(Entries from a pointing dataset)
┄┄┄┄┄┄┄┄┄┄┄┄┄┄┄┄┄┄┄┄
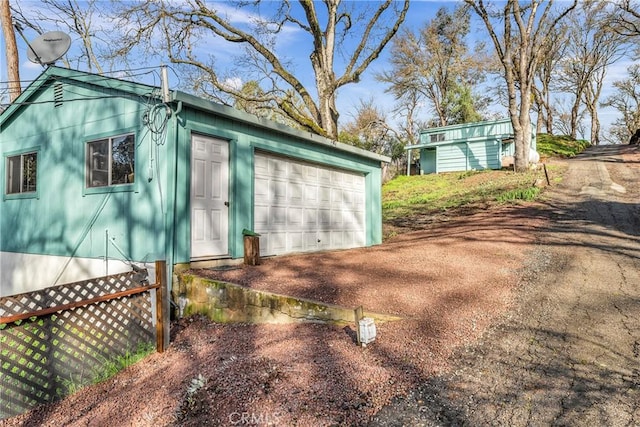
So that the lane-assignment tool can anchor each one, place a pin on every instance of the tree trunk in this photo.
(595, 128)
(574, 119)
(13, 61)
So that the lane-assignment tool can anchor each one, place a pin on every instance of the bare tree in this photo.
(13, 61)
(627, 19)
(592, 47)
(626, 99)
(180, 27)
(543, 87)
(77, 18)
(520, 48)
(436, 66)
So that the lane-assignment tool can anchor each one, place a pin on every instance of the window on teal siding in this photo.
(21, 173)
(111, 161)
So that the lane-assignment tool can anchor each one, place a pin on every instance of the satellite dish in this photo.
(48, 47)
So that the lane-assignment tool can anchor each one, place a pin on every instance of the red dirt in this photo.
(448, 282)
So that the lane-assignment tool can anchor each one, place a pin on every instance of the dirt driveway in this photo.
(551, 290)
(569, 354)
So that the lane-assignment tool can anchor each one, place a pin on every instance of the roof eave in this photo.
(232, 113)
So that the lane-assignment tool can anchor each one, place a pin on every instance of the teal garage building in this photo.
(469, 146)
(101, 173)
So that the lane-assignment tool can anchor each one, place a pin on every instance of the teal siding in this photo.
(468, 130)
(484, 155)
(467, 146)
(65, 218)
(244, 140)
(452, 157)
(428, 162)
(149, 219)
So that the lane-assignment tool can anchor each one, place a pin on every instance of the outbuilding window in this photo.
(21, 172)
(111, 161)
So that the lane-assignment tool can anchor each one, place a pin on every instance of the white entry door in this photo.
(303, 207)
(209, 197)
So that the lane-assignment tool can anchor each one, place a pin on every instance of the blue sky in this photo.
(289, 46)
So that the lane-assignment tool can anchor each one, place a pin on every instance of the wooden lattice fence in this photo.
(54, 340)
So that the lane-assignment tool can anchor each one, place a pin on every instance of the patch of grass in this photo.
(406, 196)
(560, 145)
(117, 364)
(108, 369)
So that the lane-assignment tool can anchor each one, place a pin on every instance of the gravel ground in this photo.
(568, 353)
(497, 275)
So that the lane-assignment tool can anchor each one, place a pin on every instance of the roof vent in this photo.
(58, 93)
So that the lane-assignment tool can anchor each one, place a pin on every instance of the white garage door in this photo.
(302, 207)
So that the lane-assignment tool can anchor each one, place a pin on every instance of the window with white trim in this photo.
(437, 137)
(21, 173)
(111, 161)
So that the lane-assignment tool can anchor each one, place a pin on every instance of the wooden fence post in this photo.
(162, 299)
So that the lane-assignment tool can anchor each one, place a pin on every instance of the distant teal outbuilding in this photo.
(99, 173)
(469, 146)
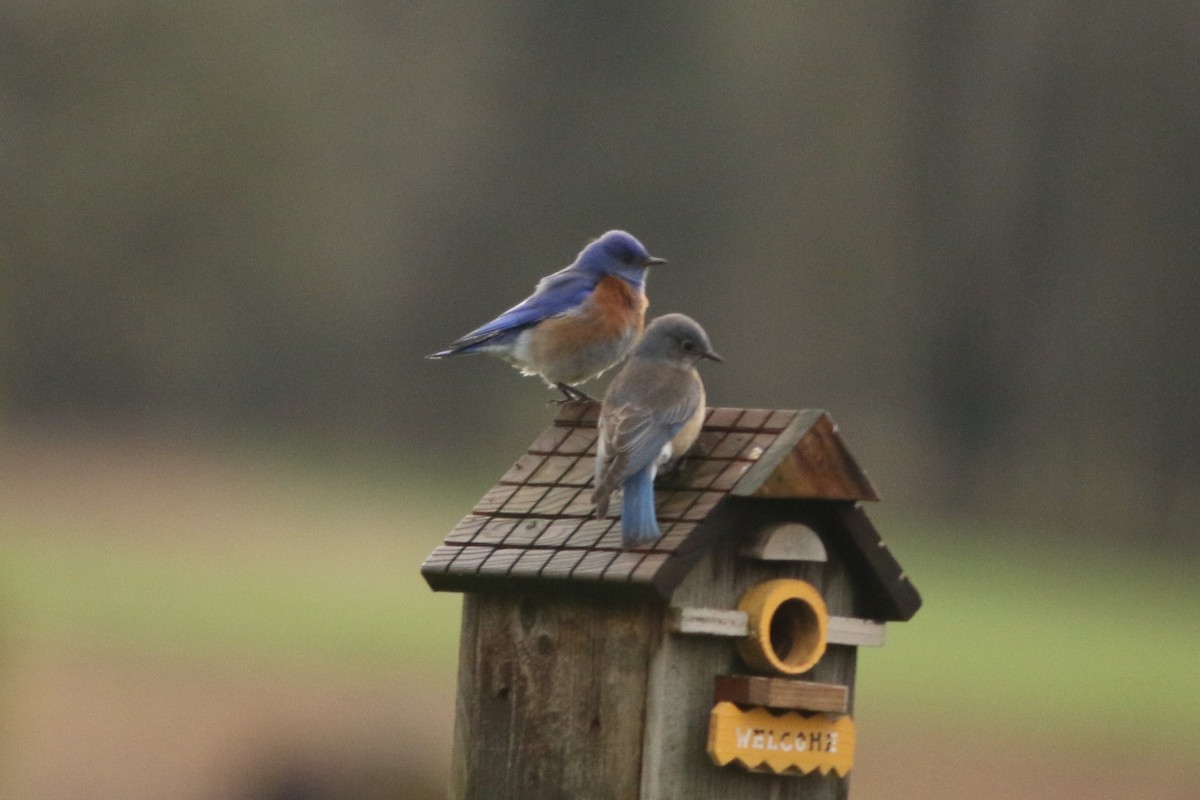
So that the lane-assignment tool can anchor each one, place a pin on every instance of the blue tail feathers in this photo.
(639, 525)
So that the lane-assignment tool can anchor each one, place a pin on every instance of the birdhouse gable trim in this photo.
(537, 528)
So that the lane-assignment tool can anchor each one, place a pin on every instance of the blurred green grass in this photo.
(1019, 635)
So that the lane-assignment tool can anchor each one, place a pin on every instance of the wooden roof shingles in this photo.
(535, 528)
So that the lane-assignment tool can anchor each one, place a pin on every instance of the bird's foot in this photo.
(573, 395)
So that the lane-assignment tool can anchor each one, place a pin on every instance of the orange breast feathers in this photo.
(599, 334)
(618, 306)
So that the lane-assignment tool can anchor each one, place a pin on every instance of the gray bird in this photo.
(651, 416)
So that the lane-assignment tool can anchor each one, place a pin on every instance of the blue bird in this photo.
(577, 323)
(651, 416)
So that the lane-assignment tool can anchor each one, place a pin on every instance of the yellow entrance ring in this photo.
(789, 626)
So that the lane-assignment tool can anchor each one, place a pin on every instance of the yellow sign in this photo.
(762, 741)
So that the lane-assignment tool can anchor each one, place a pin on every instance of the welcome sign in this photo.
(763, 741)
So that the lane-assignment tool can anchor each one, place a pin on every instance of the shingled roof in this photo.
(535, 528)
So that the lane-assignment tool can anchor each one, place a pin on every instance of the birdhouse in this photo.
(718, 662)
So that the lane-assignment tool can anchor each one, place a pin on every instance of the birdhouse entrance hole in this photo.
(787, 626)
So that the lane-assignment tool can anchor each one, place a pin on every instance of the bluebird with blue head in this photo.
(651, 416)
(577, 323)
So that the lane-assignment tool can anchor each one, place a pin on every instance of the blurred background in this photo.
(231, 230)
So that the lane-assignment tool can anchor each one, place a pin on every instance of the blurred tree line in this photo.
(969, 229)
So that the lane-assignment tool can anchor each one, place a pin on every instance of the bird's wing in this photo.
(645, 408)
(556, 294)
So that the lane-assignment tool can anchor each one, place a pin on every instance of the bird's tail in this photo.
(639, 525)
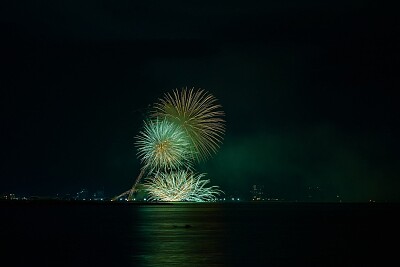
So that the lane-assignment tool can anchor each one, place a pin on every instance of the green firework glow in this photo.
(163, 146)
(181, 186)
(198, 113)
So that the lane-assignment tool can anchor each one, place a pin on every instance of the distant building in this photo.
(8, 196)
(82, 195)
(98, 195)
(257, 192)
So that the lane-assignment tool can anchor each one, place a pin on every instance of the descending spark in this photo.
(198, 113)
(163, 146)
(181, 186)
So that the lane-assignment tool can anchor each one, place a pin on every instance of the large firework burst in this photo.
(163, 146)
(198, 113)
(181, 186)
┄┄┄┄┄┄┄┄┄┄┄┄┄┄┄┄┄┄┄┄
**Exercise objective**
Excluding the pictures, reproduce every entry exactly as given.

**Task answer**
So that the lane-assignment tool can anchor each one, place a pin on every instance of the tree trunk in this photo.
(595, 128)
(574, 119)
(13, 61)
So that the lane-assignment tool can anchor each one, place a pin on every instance of the bare tree in this photo.
(13, 61)
(627, 19)
(592, 47)
(626, 99)
(180, 27)
(543, 87)
(77, 18)
(520, 48)
(436, 66)
So that the lane-assignment tool can anchor each one, place a pin on every instance of the window on teal siding in this photo.
(21, 173)
(111, 161)
So that the lane-assignment tool can anchor each one, place a pin on every instance of the satellite dish in this photo.
(48, 47)
So that the lane-assignment tool can anchor each one, place a pin on every instance of the red dirt in this photo.
(448, 282)
So that the lane-assignment tool can anchor each one, place a pin on every instance of the dirt driveway in this photo.
(551, 290)
(569, 354)
So that the lane-assignment tool can anchor each one, place a pin on every instance of the roof eave in this photo.
(232, 113)
So that the lane-assignment tool can anchor each one, place a pin on every instance of the teal garage building in this photo.
(469, 146)
(101, 173)
So that the lane-assignment tool can anchor each one, place a pin on every instance of the teal siding in this photo.
(468, 130)
(484, 155)
(467, 146)
(65, 218)
(244, 140)
(452, 157)
(428, 162)
(149, 219)
So that the lane-assignment tool can anchor each one, place a pin on every instance of the outbuilding window in this photo.
(21, 172)
(111, 161)
So that the lane-assignment tool can anchor each one, place a pin on every instance of the white entry door in this photo.
(303, 207)
(209, 197)
So that the lane-assignment tool can anchor each one, place a pin on every instance of the blue sky in this photo.
(289, 46)
So that the lane-assignment tool can anchor each one, place a pin on every instance of the wooden lattice fence in this photo.
(54, 340)
So that the lane-assignment tool can anchor each one, place a pin on every instance of the patch of grass in this photo.
(406, 196)
(560, 145)
(117, 364)
(108, 369)
So that the lane-assignment tool can anchor each one, place a pin on every instance of the gravel ground in this photo.
(568, 353)
(497, 275)
So that the lane-assignment tool can anchor each one, place a pin on every instance of the roof vent in this photo.
(58, 93)
So that the lane-assignment tool can anchor each one, place a pin on every instance of the white garage door in this photo.
(302, 207)
So that the lane-assignment tool can anchor each one, place a pin on every instance of the window with white trim in this photo.
(437, 137)
(21, 173)
(111, 161)
So that the lane-assignment tool can anchor each one, place a pin on every instance of the wooden fence post in this photo.
(162, 299)
So that the lane-assignment tool can anchor each one, place a pin on every instance of the distant teal outbuilding in this photo.
(99, 173)
(469, 146)
So that the lane-assignment tool can anchor each one, place a pin on every instance of the blue tail feathers in this photo.
(639, 525)
So that the lane-assignment tool can anchor each one, place a pin on every instance of the birdhouse gable trim in this photo.
(537, 528)
So that the lane-assignment tool can anchor each one, place a pin on every instance of the blurred green grass in this photo.
(1019, 635)
So that the lane-assignment tool can anchor each one, place a pin on every instance of the wooden roof shingles in this photo.
(535, 528)
So that the lane-assignment tool can anchor each one, place a pin on every instance of the bird's foot in this photo.
(573, 395)
So that the lane-assignment tool can anchor each one, place a pin on every instance of the orange breast feathers in this photo.
(599, 334)
(618, 306)
So that the lane-assignment tool can anchor each one, place a pin on every instance of the gray bird in this photo.
(651, 416)
So that the lane-assignment tool can anchor each one, place a pin on every instance of the blue bird in this photo.
(577, 323)
(651, 416)
So that the lane-assignment tool can anchor each one, place a pin on every instance of the yellow entrance ring in this photo.
(789, 626)
So that the lane-assignment tool can anchor each one, place a pin on every instance of the yellow sign in this photo.
(762, 741)
So that the lane-assignment tool can anchor each one, place a pin on every instance of the welcome sign in this photo.
(763, 741)
So that the lane-assignment tool can anchor each one, place a pin on every instance of the shingled roof in this photo.
(535, 528)
So that the lane-assignment tool can anchor each one, place a pin on every instance of the birdhouse in this photo.
(718, 662)
So that the lane-assignment tool can anchor each one, place a pin on every instance of the birdhouse entrance hole in this photo.
(787, 626)
So that the lane-assignment tool can anchor each one, place a pin on every instance of the bluebird with blue head in this photo.
(651, 416)
(577, 323)
So that the lane-assignment tool can anchor each one, place a pin on every instance of the blurred background in this photo.
(231, 230)
So that the lane-assignment tool can anchor each one, place a pin on every instance of the blurred tree line in this photo.
(969, 229)
So that the lane-assignment tool can anchor each one, place a pin on every instance of the bird's wing in this photo.
(645, 408)
(556, 294)
So that the lane-assignment tool can anchor each one, place a pin on every instance of the bird's tail in this photo.
(639, 525)
So that the lane-assignment tool can anchor each one, place a pin on every instance of the green firework glow in this photo.
(163, 146)
(181, 186)
(198, 113)
So that the lane-assignment tool can anchor each one, place a pin on every instance of the distant building in this photo.
(8, 196)
(82, 195)
(98, 195)
(257, 192)
So that the lane-assignment tool can anchor each one, place a pin on every instance of the descending spark in this photo.
(198, 113)
(163, 146)
(181, 186)
So that the lane-assignment tool can anchor each one, place a pin on every instance of the large firework burst in this photo.
(163, 146)
(198, 113)
(181, 186)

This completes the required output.